Data items:
======

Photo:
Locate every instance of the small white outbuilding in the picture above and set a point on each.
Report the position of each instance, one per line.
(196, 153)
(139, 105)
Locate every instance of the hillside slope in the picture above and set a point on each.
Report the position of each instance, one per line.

======

**GIVEN INSTRUCTION**
Rewrite all the items above as a JSON list of strings, with each line as its own string and blank lines omitted.

**ANSWER TO THIS PROBLEM**
[
  "Photo:",
  "Locate every instance of the small white outbuilding in the picture above and set a point on each.",
  "Report the position of each instance, one per line.",
  "(196, 153)",
  "(139, 105)",
  "Locate every instance of the hillside slope in the picture above and set a point on each.",
  "Report the position of each instance, one per line."
]